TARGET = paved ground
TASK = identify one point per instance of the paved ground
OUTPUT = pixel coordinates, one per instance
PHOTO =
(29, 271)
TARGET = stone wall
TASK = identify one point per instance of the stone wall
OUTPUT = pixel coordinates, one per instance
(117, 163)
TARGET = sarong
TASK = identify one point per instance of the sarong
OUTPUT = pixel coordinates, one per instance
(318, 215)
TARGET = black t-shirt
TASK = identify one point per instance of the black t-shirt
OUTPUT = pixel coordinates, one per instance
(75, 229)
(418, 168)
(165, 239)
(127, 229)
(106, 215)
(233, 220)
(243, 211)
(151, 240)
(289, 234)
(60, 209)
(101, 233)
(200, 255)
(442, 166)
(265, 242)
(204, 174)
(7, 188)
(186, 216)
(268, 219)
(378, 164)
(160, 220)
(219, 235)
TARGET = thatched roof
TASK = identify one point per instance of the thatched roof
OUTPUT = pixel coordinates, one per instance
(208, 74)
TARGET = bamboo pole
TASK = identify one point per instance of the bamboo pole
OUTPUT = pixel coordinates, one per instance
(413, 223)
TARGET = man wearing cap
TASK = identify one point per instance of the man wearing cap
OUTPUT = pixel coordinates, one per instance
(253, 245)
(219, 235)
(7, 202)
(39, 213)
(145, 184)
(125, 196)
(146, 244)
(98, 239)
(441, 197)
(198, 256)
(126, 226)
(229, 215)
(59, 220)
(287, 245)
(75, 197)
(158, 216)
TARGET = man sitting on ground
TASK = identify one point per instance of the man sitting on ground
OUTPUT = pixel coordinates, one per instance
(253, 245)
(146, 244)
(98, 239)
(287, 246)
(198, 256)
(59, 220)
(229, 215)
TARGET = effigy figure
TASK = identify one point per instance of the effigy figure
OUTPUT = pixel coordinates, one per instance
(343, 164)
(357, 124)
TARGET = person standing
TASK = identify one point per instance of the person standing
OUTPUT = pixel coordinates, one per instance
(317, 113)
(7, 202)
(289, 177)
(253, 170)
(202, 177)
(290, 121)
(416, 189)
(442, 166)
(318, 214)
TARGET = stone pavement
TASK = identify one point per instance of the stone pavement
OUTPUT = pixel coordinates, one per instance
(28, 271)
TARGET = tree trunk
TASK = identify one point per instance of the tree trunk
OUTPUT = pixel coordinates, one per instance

**AIM**
Reproduce the material above with "black t-shirt" swapped for "dark t-shirt" everywhere it appears, leaving all other text unchanged.

**ANSWER TO THE EXERCISE**
TARGET = paved ground
TASK = identify one point per instance of the paved ground
OUTPUT = pixel coordinates, one per instance
PHOTO =
(29, 271)
TARGET = stone wall
TASK = identify one point per instance of the stone wall
OUTPUT = pixel coordinates, one per instance
(117, 163)
TARGET = sarong
TASK = identify one point per instance of the sarong
OUTPUT = pixel coordinates, one per instance
(318, 215)
TARGET = dark t-shirt
TASK = identify one point per instance of the dark t-shirt
OUTPUT = pixel coordinates, one per instance
(75, 229)
(418, 168)
(165, 239)
(127, 229)
(106, 215)
(233, 220)
(243, 211)
(151, 240)
(289, 234)
(60, 209)
(101, 233)
(200, 255)
(442, 166)
(265, 242)
(204, 174)
(7, 188)
(186, 216)
(268, 219)
(378, 164)
(160, 220)
(219, 235)
TARGET = thatched roof
TASK = identify one point per instance of the thatched roof
OUTPUT = pixel coordinates, one per instance
(208, 74)
TARGET = bamboo pole
TASK = identify one point per instance of the bamboo pole
OUTPUT = pixel coordinates, one per instance
(413, 223)
TARGET = man wearing cap
TASK = identify one point per instance of the man wearing cap
OUTPUT = pixel coordinates, one per instance
(253, 245)
(219, 235)
(7, 202)
(39, 213)
(145, 184)
(125, 196)
(146, 244)
(98, 239)
(441, 197)
(198, 256)
(126, 226)
(229, 215)
(59, 220)
(287, 245)
(75, 197)
(158, 216)
TARGET = man sitting on ground
TASK = identify one point per instance of the man sitting on ground
OUTPUT = pixel coordinates, one per instance
(253, 245)
(146, 244)
(98, 239)
(287, 246)
(198, 256)
(59, 220)
(229, 215)
TARGET = effigy figure
TASK = identify one point per instance of the effigy figure
OUTPUT = pixel coordinates, one per instance
(343, 164)
(357, 124)
TARGET = person standing
TASK = identify one point per instance of the person standing
OUTPUT = pixel coordinates, one per instance
(317, 113)
(7, 202)
(289, 177)
(253, 170)
(202, 177)
(290, 121)
(416, 189)
(442, 166)
(318, 214)
TARGET = stone pavement
TASK = identify one point per instance of the stone pavement
OUTPUT = pixel coordinates, one per instance
(28, 271)
TARGET = tree trunk
TASK = identify one point per instance of the tree trunk
OUTPUT = pixel coordinates, one per instance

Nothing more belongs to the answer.